- **YOUR TASK**
Give back exactly the lines from the one containing "the rear side" through the end of the records, including both, and no others.

## begin

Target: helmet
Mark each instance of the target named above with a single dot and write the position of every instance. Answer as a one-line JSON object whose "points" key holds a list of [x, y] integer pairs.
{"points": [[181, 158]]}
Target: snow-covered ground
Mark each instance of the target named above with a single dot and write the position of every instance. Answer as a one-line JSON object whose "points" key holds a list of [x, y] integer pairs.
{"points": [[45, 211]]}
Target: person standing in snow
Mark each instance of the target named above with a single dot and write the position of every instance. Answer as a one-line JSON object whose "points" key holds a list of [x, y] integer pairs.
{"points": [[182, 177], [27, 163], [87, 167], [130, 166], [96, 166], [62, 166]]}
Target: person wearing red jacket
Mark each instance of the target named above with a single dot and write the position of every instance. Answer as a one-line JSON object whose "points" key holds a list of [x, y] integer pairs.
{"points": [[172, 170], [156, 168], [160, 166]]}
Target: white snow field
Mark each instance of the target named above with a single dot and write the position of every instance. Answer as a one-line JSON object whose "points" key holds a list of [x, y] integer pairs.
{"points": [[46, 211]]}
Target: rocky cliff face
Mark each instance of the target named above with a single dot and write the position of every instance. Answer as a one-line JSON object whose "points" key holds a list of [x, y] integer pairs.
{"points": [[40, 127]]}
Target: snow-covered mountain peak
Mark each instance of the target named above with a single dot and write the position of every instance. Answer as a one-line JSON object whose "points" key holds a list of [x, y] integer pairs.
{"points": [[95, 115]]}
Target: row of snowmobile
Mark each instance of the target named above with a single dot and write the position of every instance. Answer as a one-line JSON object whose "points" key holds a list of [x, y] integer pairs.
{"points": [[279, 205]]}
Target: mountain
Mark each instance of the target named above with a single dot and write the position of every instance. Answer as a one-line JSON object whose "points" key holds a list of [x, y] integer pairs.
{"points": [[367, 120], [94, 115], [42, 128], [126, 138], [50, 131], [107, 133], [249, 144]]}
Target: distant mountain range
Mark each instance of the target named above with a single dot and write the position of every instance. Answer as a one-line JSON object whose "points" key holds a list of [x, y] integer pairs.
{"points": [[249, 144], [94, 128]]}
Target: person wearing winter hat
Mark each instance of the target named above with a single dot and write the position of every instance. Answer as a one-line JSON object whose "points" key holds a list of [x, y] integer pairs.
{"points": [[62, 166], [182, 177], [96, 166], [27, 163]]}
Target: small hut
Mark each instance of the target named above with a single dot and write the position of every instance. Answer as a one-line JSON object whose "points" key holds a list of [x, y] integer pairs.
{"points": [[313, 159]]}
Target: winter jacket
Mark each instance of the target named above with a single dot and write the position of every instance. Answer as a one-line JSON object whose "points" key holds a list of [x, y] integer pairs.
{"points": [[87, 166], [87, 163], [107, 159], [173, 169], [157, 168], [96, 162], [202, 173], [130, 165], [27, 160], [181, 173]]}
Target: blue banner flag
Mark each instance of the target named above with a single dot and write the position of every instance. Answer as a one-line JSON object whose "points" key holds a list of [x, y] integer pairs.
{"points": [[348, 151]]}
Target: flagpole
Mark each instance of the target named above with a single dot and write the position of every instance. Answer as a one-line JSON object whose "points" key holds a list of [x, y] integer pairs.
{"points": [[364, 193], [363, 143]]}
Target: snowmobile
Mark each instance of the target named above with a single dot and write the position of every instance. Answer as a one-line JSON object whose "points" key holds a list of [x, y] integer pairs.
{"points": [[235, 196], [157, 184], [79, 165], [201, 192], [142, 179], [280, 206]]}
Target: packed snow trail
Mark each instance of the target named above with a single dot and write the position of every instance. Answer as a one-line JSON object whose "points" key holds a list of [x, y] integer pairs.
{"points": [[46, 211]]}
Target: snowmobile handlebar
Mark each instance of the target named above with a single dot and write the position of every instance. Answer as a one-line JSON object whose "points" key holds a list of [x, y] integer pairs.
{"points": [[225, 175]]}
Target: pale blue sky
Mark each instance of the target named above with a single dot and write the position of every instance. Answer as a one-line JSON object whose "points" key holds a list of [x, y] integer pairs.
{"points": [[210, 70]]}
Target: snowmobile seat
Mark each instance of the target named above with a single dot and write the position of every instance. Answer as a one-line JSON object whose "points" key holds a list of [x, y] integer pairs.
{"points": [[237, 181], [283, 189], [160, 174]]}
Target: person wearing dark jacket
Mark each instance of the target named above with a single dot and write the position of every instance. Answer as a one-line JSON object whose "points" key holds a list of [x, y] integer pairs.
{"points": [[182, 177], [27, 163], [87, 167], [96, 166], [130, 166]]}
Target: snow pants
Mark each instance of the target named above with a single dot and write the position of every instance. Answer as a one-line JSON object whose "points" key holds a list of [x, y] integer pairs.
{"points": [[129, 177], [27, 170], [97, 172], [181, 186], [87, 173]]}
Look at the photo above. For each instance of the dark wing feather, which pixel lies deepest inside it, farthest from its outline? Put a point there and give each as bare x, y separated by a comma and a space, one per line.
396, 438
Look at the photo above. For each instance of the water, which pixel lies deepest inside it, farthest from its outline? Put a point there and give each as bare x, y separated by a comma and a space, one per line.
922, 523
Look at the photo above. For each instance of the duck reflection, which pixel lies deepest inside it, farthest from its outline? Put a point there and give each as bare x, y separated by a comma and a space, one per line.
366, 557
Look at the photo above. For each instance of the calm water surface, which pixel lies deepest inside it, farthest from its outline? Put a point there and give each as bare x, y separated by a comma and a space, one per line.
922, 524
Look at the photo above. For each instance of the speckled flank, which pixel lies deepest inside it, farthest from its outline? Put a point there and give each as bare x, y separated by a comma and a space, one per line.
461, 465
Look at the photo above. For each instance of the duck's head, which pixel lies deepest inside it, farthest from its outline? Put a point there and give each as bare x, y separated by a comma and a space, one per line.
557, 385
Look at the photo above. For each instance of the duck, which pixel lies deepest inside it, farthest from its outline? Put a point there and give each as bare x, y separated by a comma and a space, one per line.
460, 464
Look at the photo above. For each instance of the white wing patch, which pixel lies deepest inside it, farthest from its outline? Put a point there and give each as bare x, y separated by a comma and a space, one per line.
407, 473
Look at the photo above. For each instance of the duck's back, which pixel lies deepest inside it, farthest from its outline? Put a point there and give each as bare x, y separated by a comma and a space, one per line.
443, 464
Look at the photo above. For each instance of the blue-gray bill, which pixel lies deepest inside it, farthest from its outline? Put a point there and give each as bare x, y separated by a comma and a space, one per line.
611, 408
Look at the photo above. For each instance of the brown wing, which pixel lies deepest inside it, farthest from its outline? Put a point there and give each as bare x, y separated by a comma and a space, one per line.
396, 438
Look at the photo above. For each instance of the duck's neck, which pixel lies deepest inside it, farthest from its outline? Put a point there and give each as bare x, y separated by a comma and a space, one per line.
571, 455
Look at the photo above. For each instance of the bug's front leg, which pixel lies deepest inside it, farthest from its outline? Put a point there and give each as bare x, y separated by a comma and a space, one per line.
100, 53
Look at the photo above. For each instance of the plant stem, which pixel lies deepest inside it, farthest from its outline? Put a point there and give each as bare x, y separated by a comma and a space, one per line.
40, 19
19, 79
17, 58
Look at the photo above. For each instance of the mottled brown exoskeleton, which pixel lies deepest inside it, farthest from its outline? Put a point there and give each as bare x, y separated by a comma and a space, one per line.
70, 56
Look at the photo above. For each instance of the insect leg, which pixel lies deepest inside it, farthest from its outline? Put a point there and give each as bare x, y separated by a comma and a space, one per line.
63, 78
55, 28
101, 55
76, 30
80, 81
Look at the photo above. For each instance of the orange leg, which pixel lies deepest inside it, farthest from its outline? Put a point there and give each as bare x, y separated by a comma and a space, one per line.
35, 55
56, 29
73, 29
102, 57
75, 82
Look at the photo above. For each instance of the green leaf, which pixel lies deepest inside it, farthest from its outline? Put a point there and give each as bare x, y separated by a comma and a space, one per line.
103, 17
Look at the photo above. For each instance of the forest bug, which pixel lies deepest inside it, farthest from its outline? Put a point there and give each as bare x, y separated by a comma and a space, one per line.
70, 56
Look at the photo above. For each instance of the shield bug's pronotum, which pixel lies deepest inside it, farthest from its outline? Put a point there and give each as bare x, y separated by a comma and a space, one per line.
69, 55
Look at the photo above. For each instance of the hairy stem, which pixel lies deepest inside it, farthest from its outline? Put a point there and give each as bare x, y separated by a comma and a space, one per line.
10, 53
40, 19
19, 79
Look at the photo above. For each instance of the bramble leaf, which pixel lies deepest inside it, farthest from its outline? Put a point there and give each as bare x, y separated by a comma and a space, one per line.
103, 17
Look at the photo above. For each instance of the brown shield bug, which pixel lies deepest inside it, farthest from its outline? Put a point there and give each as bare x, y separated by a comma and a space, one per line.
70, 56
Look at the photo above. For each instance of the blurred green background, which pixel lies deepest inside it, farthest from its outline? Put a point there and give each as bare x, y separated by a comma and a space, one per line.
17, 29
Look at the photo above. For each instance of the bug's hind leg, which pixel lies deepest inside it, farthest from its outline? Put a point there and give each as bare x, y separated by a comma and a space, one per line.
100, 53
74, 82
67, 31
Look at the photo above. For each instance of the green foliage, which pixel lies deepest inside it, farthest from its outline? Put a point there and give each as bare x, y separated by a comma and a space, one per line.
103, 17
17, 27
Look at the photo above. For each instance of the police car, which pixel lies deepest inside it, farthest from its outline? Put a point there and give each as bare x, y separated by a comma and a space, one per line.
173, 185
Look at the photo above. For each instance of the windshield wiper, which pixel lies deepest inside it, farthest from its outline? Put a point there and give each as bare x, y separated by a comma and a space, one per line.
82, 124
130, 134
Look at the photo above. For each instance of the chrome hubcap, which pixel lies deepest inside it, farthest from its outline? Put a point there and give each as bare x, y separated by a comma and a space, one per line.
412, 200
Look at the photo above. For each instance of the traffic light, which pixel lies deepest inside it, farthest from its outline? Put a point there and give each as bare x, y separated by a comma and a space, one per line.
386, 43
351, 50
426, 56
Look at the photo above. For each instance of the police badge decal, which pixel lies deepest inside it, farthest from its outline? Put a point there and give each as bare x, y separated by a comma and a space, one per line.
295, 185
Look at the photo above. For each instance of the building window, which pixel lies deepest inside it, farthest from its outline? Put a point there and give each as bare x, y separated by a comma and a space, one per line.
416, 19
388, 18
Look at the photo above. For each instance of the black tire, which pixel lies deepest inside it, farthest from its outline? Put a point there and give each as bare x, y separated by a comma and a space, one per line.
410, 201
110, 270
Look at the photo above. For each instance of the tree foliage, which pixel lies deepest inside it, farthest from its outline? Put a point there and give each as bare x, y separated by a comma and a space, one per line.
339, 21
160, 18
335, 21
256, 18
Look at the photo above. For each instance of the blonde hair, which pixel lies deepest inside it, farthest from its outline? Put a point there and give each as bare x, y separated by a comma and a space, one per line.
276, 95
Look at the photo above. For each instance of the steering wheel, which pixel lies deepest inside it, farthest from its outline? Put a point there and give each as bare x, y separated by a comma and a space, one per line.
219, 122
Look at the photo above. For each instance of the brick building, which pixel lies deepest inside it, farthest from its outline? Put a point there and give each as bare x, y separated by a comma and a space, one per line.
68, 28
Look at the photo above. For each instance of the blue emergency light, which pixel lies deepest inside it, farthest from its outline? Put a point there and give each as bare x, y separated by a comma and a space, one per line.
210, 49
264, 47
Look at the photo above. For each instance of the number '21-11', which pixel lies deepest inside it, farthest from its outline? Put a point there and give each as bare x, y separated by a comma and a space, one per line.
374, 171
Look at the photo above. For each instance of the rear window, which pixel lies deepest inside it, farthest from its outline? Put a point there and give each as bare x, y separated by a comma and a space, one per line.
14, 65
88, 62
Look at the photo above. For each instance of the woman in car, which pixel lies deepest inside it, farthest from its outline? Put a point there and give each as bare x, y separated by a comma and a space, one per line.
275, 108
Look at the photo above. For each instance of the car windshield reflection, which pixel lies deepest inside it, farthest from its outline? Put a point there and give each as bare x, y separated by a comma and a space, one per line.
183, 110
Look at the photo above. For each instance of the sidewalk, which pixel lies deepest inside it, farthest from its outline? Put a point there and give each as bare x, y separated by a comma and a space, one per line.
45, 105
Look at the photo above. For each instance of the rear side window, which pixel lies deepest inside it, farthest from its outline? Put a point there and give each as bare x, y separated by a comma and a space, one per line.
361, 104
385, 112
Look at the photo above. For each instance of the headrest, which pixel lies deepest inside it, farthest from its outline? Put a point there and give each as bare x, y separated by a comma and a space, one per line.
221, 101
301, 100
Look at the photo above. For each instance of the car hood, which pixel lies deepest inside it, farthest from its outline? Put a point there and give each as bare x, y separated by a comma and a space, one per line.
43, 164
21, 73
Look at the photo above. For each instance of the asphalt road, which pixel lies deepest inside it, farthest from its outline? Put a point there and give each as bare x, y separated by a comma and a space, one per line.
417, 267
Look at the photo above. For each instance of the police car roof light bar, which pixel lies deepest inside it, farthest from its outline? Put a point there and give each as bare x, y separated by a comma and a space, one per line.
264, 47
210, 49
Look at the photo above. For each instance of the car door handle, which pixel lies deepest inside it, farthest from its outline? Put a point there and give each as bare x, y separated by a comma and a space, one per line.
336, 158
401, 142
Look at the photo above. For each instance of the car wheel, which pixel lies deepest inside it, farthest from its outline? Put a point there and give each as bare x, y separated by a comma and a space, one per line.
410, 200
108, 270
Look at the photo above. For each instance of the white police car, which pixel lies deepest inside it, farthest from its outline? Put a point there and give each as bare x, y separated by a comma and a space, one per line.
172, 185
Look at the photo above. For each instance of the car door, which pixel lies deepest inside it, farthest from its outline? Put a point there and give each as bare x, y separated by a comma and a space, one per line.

## end

- **SOLVED PROBLEM**
Look at the photo above. For each instance of the rear side window, which pixel lies deepest inside it, farthest from its outline? Put a point there and give each as bare x, y separated by a comma and a space, one per line.
361, 104
385, 112
Look at the photo above. For each instance of the headrest, which pixel lies deepest inside it, farthest from its outline? Put a point there and give each as bare x, y separated by a comma and a space, one per line.
221, 101
301, 100
Look at the photo above. For each instance of the car hood, which pixel lies deepest inside it, farthest from its outline? Put a point there and give each as bare x, y separated by a comma and a space, one per line.
43, 164
21, 73
Look at the photo above. For each instance of the asphalt road, which pixel lies deepest inside it, farthest from its outline? Put a point there and give each as bare x, y separated by a comma and a space, one per line.
417, 267
Look at the photo above. For each instance of the police car roof light bar, which pixel lies deepest inside it, farthest from its outline? Put a point there and give each as bare x, y separated by a comma and a space, one per line.
264, 47
210, 49
Look at the photo above. For each instance of the car door handle, which pixel lies deepest inside it, farthest from its outline? Put a point there and give each as bare x, y separated by a comma and a space, one per line.
336, 158
401, 142
Look at the photo above. For each instance of the car wheel, which pixel lies deepest inside it, farthest from its outline? Put a point there and give each as bare x, y separated by a comma and a space, one per line.
410, 200
108, 270
Look at the photo above. For each instance of the white police car, which pixel lies deepest inside it, farthest from its outline? Put a point there and give each as bare x, y separated by a comma and a space, one per line.
172, 185
Look at the photo above. For each instance of the car door, which pixel lies deepest inside it, farthest from its outline? Put a point there and give each as bare x, y separated by a comma and a space, one per line.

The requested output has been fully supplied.